[Stored items]
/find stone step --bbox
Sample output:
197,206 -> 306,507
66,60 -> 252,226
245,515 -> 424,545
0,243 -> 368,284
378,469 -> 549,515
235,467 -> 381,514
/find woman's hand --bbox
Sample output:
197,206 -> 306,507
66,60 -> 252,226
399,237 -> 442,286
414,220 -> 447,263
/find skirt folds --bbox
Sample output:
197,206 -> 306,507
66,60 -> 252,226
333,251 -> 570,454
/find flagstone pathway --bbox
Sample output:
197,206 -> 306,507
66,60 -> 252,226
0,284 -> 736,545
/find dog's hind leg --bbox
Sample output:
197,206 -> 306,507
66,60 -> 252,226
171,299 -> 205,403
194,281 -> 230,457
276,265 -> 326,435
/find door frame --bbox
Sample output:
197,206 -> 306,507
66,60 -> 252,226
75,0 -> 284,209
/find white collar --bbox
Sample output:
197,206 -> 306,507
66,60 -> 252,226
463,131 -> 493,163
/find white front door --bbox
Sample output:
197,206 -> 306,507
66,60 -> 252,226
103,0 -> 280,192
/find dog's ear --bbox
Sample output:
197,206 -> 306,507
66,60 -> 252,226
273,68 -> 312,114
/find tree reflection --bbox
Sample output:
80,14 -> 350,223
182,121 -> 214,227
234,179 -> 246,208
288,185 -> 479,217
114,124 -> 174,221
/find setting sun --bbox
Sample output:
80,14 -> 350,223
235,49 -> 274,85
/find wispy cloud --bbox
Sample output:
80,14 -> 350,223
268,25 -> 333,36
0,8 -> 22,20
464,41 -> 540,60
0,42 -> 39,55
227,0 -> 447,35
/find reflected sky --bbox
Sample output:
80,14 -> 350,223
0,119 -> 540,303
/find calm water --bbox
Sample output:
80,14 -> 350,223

*WRITTEN PROBLEM*
Turn the records into a numbered list, beginning at the line with "woman's hand --bbox" and continuing through the line with "235,49 -> 274,85", with blank lines left out. Include only those lines.

*COMPLETED TASK*
1. /find woman's hand --bbox
2. Sample output:
3. 197,206 -> 306,507
4. 66,60 -> 252,226
5. 399,237 -> 442,286
6. 414,220 -> 447,263
7. /find skirt folds --bbox
8. Sample output:
9. 197,206 -> 306,507
10. 66,60 -> 252,226
11. 333,251 -> 570,454
12. /find flagstone pathway --bbox
13. Sample output:
14. 197,206 -> 306,507
15. 66,60 -> 252,226
16. 0,284 -> 736,545
17. /find dog's hind leg --bbox
18. Sample output:
19. 197,206 -> 306,507
20. 66,60 -> 252,226
21. 171,299 -> 205,403
22. 194,281 -> 230,457
23. 276,265 -> 326,435
24. /find door frame --bbox
25. Sample output:
26. 197,206 -> 306,507
27. 66,60 -> 252,226
28. 75,0 -> 284,209
29. /find white collar --bbox
30. Sample output:
31. 197,206 -> 306,507
32. 66,60 -> 252,226
33. 463,131 -> 493,163
34. /find white front door --bbox
35. Sample output:
36. 197,206 -> 306,507
37. 66,60 -> 252,226
38. 103,0 -> 280,192
39. /find dog's ear --bbox
40. Sample output:
41. 197,206 -> 306,507
42. 66,60 -> 252,226
43. 273,68 -> 312,114
44. /find tree reflection --bbox
45. Sample output:
46. 80,14 -> 350,223
47. 182,121 -> 214,227
48. 234,179 -> 246,208
49. 288,185 -> 479,217
50. 114,124 -> 174,221
51. /find setting sun --bbox
52. Sample output:
53. 80,14 -> 350,223
54. 235,49 -> 274,85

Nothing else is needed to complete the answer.